----- EXERCISE INPUT

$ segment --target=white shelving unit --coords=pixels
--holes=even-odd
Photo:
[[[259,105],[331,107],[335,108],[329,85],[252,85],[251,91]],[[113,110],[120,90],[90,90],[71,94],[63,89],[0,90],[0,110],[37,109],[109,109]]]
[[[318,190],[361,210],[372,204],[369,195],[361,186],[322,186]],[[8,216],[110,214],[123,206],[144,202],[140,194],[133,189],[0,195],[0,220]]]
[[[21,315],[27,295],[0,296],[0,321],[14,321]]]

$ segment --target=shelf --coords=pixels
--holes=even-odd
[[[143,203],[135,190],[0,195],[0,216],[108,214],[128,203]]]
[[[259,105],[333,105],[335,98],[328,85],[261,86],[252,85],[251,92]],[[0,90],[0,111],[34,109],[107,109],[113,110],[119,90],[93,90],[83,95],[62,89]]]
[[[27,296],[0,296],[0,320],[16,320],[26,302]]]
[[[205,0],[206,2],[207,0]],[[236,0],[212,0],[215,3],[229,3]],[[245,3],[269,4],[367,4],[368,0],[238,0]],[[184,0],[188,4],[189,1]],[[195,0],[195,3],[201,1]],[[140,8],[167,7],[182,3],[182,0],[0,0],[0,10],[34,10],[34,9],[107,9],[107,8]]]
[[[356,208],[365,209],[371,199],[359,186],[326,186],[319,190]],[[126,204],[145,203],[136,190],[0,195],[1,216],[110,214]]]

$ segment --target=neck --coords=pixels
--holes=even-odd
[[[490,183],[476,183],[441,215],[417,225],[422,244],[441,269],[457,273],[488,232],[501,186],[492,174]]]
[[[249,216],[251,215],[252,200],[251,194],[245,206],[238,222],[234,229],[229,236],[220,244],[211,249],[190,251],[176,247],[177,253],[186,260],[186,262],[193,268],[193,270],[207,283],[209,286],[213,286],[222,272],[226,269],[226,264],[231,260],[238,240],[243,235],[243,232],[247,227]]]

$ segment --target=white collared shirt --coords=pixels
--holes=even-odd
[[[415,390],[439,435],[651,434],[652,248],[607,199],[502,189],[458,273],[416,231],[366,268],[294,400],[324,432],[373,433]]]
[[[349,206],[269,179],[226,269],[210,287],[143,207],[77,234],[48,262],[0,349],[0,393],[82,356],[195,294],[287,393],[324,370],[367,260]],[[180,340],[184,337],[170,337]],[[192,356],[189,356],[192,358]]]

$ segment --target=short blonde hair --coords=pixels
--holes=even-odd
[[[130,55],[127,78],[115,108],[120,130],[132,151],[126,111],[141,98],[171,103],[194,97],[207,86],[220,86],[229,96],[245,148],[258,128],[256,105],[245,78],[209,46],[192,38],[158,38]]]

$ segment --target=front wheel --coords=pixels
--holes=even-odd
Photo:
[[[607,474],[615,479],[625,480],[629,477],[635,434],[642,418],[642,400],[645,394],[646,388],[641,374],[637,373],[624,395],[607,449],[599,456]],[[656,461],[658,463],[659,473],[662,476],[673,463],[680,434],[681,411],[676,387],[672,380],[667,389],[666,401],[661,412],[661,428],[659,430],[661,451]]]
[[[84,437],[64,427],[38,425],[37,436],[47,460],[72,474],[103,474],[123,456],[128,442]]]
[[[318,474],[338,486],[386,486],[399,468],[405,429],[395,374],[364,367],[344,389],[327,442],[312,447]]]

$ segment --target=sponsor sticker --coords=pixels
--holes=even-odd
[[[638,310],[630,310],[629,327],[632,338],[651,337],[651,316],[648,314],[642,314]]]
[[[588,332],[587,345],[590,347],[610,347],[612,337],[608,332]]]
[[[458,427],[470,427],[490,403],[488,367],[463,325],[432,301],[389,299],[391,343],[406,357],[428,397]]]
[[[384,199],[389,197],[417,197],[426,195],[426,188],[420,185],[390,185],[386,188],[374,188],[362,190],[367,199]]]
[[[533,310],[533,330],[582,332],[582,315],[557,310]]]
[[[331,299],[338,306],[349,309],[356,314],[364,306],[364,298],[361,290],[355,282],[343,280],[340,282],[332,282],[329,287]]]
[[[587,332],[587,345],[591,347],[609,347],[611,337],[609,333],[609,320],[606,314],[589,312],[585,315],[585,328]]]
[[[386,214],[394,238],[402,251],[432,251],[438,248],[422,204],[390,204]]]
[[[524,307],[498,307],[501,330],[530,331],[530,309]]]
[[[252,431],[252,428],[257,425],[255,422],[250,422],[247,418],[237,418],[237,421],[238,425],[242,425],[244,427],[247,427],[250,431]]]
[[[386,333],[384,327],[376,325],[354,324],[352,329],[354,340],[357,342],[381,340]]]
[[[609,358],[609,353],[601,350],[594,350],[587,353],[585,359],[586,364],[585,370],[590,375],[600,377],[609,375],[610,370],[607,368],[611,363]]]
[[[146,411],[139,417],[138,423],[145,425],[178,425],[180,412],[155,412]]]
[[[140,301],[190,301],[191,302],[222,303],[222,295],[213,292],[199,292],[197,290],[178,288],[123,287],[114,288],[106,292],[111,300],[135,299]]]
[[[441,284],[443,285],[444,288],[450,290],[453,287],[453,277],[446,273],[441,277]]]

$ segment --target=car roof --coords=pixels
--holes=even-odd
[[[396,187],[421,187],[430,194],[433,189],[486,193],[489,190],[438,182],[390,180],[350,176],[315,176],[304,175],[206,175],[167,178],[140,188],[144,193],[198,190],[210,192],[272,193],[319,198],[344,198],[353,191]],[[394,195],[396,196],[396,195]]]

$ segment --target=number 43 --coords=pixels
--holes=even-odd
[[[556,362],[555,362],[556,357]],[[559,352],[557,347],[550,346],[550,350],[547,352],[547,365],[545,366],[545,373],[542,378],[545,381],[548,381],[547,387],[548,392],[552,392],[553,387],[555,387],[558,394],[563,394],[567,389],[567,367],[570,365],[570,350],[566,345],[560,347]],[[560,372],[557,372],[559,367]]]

----------

Recast every line of the records above as a Markdown table with two columns, Row and Line. Number the rows consecutively and leave out blank lines.

| Row | Line |
|---|---|
| 1 | $ segment --target=white shelving unit --coords=pixels |
| 2 | --holes=even-odd |
| 3 | Photo: |
| 4 | [[[259,105],[331,107],[335,108],[329,85],[252,85],[251,91]],[[113,110],[120,90],[90,90],[71,94],[63,89],[0,90],[0,110],[37,109],[109,109]]] |
| 5 | [[[318,190],[361,210],[372,204],[369,195],[361,186],[322,186]],[[8,216],[110,214],[123,206],[144,202],[140,194],[133,189],[0,195],[0,220]]] |
| 6 | [[[21,315],[27,295],[0,296],[0,321],[14,321]]] |
| 7 | $ segment --target=shelf --coords=pixels |
| 8 | --holes=even-odd |
| 9 | [[[143,203],[135,190],[0,195],[0,216],[108,214],[128,203]]] |
| 10 | [[[259,105],[333,105],[335,98],[328,85],[261,86],[252,85],[251,92]],[[0,90],[0,111],[34,109],[107,109],[113,110],[119,90],[93,90],[83,95],[62,89]]] |
| 11 | [[[27,296],[0,296],[0,320],[16,320],[26,302]]] |
| 12 | [[[205,0],[206,2],[207,0]],[[236,0],[212,0],[215,3],[229,3]],[[245,3],[269,4],[367,4],[368,0],[238,0]],[[184,0],[188,4],[189,1]],[[195,0],[195,3],[201,1]],[[140,8],[167,7],[182,3],[182,0],[0,0],[0,10],[34,10],[34,9],[107,9],[107,8]]] |
| 13 | [[[356,208],[365,209],[371,199],[359,186],[326,186],[319,190]],[[126,204],[145,203],[136,190],[0,195],[1,216],[110,214]]] |
| 14 | $ segment --target=neck --coords=pixels |
| 15 | --holes=even-odd |
| 16 | [[[490,183],[476,183],[441,215],[417,225],[422,244],[441,269],[457,273],[488,232],[501,186],[492,174]]] |
| 17 | [[[249,216],[251,215],[252,200],[251,194],[245,206],[238,222],[234,229],[229,236],[220,244],[211,249],[190,251],[176,247],[177,253],[186,260],[186,262],[193,268],[193,270],[207,283],[209,286],[213,286],[222,272],[226,269],[226,264],[231,260],[238,240],[243,235],[243,232],[247,227]]] |
| 18 | $ segment --target=white collared shirt --coords=pixels |
| 19 | --holes=even-odd |
| 20 | [[[415,390],[439,435],[651,434],[652,248],[607,199],[502,189],[458,273],[416,231],[366,268],[294,400],[324,432],[373,433]]] |
| 21 | [[[349,206],[269,179],[226,269],[210,287],[143,207],[77,234],[48,262],[0,349],[0,393],[82,356],[195,294],[287,393],[324,370],[367,260]],[[180,340],[184,337],[170,337]],[[192,356],[189,356],[192,358]]] |
| 22 | $ segment --target=short blonde hair --coords=pixels |
| 23 | --holes=even-odd |
| 24 | [[[130,55],[127,78],[115,108],[120,130],[132,151],[126,111],[141,98],[171,103],[194,97],[207,86],[220,86],[229,96],[245,148],[258,128],[256,105],[245,78],[209,46],[192,38],[158,38]]] |
| 25 | $ segment --target=front wheel --coords=pixels |
| 26 | --holes=even-odd |
| 27 | Photo: |
| 28 | [[[607,474],[615,479],[625,480],[629,477],[635,434],[642,418],[642,400],[645,394],[646,388],[641,374],[637,373],[624,395],[607,449],[599,456]],[[656,461],[658,463],[659,473],[662,476],[673,463],[680,434],[681,411],[676,387],[672,380],[667,389],[666,401],[661,412],[661,428],[659,430],[661,451]]] |
| 29 | [[[84,437],[64,427],[38,425],[37,436],[47,460],[72,474],[103,474],[123,456],[128,442]]] |
| 30 | [[[318,474],[338,486],[386,486],[399,468],[405,429],[395,374],[364,367],[344,389],[327,442],[312,447]]] |
| 31 | $ segment --target=sponsor sticker --coords=pixels |
| 32 | --holes=even-odd |
| 33 | [[[638,310],[630,310],[629,327],[632,338],[651,337],[651,316],[648,314],[642,314]]] |
| 34 | [[[588,332],[587,345],[590,347],[610,347],[612,337],[608,332]]] |
| 35 | [[[458,427],[470,427],[490,403],[488,367],[463,325],[432,301],[389,299],[391,343],[406,357],[428,397]]] |
| 36 | [[[384,199],[389,197],[417,197],[426,195],[426,188],[420,185],[390,185],[386,188],[374,188],[362,190],[367,199]]] |
| 37 | [[[533,310],[533,330],[582,332],[582,315],[557,310]]] |
| 38 | [[[331,299],[338,306],[349,309],[356,314],[364,306],[364,298],[361,290],[355,282],[343,280],[340,282],[332,282],[329,287]]] |
| 39 | [[[587,332],[587,345],[591,347],[609,347],[611,337],[609,333],[609,320],[606,314],[589,312],[585,315],[585,328]]] |
| 40 | [[[386,214],[394,238],[402,251],[432,251],[438,248],[422,204],[390,204]]] |
| 41 | [[[524,307],[498,307],[501,330],[530,331],[530,309]]] |
| 42 | [[[252,431],[252,428],[257,425],[255,422],[250,422],[247,418],[237,418],[237,421],[238,425],[242,425],[244,427],[247,427],[250,431]]] |
| 43 | [[[386,333],[384,327],[376,325],[354,324],[352,329],[354,340],[357,342],[381,340]]] |
| 44 | [[[609,358],[609,353],[601,350],[594,350],[587,353],[585,359],[586,364],[585,370],[590,375],[600,377],[609,375],[610,370],[607,368],[611,363]]] |
| 45 | [[[146,411],[139,417],[138,423],[145,425],[178,425],[180,412],[155,412]]] |
| 46 | [[[140,301],[190,301],[191,302],[222,303],[222,295],[213,292],[199,292],[197,290],[178,288],[123,287],[114,288],[106,292],[111,300],[135,299]]] |
| 47 | [[[441,284],[443,285],[444,288],[450,290],[453,287],[453,277],[446,273],[441,277]]] |
| 48 | $ segment --target=car roof --coords=pixels |
| 49 | --holes=even-odd |
| 50 | [[[396,187],[421,187],[430,194],[433,189],[486,193],[489,190],[438,182],[390,180],[350,176],[315,176],[304,175],[206,175],[167,178],[140,188],[144,193],[198,190],[210,192],[272,193],[319,198],[344,198],[353,191]],[[394,195],[396,196],[396,195]]] |
| 51 | $ segment --target=number 43 --coords=pixels |
| 52 | --holes=even-odd |
| 53 | [[[556,362],[555,362],[556,357]],[[559,352],[557,347],[550,346],[550,350],[547,352],[547,365],[545,366],[545,373],[542,378],[545,381],[548,381],[547,387],[548,392],[552,392],[553,387],[555,387],[558,394],[563,394],[567,389],[567,367],[570,365],[570,350],[566,345],[560,347]],[[560,372],[557,372],[559,367]]] |